## Task goal
Can you repeat the lines below, starting with the line containing "Would you be so kind as to point out the cypress" and ending with the line containing "Would you be so kind as to point out the parked", with both of those lines included?

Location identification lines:
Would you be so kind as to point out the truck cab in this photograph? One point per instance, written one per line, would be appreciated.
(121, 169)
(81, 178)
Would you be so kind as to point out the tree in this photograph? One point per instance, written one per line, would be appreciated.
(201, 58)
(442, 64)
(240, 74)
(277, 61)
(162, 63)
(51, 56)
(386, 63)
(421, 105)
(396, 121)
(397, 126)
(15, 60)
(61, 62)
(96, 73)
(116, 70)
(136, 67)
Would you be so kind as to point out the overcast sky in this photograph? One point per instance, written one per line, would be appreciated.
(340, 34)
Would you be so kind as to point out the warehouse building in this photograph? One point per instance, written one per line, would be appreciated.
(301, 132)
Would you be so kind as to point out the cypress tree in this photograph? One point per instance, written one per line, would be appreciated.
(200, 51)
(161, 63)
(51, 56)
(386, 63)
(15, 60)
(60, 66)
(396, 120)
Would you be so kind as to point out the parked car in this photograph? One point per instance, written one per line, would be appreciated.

==

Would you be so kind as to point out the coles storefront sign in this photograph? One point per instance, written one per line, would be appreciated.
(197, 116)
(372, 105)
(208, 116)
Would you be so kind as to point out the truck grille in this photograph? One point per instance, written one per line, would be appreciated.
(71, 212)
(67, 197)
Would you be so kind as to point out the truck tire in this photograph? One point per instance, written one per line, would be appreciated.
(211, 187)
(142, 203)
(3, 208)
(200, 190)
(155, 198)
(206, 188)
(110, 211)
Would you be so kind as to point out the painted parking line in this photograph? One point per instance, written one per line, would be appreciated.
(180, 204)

## The completed task
Would you be so kind as to point out the cypress tree in this photograph? One point per instance, written one per line, would be appreciated.
(200, 51)
(161, 63)
(51, 56)
(386, 63)
(15, 60)
(60, 66)
(396, 120)
Would you be so kind as to point out the parked car in this photograph? One point per instance, written one per line, would be appreciated.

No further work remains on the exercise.